-- start of Data records --

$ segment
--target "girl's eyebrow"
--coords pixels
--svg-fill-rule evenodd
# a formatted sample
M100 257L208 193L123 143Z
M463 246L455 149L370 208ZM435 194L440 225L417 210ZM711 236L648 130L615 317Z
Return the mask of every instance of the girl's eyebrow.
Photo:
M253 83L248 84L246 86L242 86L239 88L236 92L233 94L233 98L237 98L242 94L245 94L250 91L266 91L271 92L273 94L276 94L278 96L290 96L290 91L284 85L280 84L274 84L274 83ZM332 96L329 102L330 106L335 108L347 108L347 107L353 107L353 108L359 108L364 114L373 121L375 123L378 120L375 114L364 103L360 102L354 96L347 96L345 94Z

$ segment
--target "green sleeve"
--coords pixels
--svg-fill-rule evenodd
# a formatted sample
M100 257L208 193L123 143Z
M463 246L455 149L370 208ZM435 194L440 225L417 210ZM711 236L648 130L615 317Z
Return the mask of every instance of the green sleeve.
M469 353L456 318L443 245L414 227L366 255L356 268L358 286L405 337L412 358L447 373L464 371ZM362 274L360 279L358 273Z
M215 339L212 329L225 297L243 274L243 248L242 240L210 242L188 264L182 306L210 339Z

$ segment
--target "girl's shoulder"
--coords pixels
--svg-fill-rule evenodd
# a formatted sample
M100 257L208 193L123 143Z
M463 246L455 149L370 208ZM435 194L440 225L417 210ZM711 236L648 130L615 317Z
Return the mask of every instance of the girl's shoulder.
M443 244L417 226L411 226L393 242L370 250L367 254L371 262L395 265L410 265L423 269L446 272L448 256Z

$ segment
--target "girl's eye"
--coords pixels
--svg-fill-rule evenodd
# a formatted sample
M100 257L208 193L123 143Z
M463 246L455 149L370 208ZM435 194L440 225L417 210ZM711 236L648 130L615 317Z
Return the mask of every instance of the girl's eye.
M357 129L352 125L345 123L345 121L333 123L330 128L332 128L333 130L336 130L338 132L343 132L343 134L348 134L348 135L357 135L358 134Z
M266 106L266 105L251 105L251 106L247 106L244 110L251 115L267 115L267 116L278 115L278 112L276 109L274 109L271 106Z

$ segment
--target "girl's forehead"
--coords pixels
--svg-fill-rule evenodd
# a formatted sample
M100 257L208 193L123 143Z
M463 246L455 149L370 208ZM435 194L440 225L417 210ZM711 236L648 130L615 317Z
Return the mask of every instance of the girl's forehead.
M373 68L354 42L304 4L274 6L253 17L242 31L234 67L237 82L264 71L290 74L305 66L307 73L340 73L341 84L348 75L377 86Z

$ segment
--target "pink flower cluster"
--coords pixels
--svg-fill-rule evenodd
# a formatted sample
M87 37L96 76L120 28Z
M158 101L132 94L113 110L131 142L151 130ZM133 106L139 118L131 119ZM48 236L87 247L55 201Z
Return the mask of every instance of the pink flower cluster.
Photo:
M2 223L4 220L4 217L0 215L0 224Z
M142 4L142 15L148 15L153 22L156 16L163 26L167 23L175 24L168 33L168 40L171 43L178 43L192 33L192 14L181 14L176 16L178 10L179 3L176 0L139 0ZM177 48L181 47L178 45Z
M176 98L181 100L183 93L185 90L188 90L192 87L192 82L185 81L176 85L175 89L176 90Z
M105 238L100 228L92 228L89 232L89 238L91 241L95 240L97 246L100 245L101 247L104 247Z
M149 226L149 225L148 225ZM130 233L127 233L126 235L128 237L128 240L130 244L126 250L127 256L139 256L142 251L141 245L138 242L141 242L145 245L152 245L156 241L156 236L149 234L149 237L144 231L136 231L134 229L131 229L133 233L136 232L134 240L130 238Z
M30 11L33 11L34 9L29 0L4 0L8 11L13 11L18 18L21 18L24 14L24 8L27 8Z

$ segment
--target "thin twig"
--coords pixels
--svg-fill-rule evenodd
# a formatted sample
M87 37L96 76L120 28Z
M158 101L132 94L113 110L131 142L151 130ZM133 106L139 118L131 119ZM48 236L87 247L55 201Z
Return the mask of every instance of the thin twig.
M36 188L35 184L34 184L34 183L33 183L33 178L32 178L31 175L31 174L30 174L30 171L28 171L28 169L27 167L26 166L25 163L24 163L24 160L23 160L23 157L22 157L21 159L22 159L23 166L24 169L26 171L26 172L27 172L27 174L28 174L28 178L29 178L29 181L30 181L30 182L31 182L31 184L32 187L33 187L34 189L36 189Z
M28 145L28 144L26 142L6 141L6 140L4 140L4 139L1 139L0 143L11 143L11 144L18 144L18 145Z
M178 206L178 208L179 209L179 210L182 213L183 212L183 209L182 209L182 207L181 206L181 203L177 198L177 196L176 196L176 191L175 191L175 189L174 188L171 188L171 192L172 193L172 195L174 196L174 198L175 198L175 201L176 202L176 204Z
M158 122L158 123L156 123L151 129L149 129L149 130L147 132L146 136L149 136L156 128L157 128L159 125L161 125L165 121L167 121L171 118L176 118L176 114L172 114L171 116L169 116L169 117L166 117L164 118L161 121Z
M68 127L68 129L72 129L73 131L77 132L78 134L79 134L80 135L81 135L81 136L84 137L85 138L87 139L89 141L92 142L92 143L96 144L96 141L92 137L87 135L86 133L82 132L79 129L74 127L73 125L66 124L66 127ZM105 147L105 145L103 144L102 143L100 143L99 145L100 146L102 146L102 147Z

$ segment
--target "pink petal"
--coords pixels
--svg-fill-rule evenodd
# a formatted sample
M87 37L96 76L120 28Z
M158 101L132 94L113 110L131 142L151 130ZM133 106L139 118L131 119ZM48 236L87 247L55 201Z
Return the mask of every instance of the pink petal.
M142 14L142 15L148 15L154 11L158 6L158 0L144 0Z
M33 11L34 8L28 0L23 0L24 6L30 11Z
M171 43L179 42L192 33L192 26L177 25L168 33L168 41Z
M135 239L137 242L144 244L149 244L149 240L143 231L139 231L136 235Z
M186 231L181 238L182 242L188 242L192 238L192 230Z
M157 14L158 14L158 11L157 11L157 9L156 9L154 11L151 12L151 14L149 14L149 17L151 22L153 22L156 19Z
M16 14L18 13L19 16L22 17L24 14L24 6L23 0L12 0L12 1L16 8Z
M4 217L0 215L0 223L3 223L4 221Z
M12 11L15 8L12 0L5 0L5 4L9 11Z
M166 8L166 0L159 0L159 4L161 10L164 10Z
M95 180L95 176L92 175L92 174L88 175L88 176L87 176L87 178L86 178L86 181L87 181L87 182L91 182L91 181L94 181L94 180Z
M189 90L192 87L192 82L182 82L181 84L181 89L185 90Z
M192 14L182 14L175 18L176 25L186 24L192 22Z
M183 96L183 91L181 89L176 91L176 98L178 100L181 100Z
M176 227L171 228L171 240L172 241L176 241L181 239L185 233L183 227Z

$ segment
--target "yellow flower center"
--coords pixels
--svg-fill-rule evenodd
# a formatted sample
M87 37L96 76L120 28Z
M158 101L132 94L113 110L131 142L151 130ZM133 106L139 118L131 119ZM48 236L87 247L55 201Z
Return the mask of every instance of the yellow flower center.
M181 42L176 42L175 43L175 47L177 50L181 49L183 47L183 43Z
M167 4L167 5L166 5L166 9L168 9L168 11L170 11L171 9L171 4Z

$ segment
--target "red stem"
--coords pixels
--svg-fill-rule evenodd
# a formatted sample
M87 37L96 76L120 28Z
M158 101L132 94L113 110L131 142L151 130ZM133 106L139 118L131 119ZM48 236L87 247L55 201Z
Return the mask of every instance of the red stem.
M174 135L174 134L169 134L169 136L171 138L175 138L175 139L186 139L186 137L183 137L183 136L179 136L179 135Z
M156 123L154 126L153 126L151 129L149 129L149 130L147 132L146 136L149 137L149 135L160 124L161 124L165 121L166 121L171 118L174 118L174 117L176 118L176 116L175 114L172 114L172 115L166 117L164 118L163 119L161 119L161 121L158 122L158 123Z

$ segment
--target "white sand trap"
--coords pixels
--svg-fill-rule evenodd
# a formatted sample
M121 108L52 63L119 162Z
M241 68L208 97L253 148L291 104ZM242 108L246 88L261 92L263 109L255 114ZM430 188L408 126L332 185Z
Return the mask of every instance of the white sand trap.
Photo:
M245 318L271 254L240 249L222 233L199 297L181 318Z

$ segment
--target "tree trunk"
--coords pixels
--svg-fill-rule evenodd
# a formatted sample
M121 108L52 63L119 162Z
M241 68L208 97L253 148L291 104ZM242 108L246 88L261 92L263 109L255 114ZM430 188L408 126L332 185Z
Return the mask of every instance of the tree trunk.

-- end of Data records --

[Problem details]
Which lines of the listing contain the word "girl"? Extract each of them in full.

[Answer for this exercise]
--target "girl's eyebrow"
Return the mask of every instance of the girl's eyebrow.
--target "girl's shoulder"
Return the mask of every instance of the girl's shoulder.
--target "girl's eye"
Return the mask of every instance of the girl's eye.
--target "girl's forehead"
Return the mask of every instance of the girl's forehead.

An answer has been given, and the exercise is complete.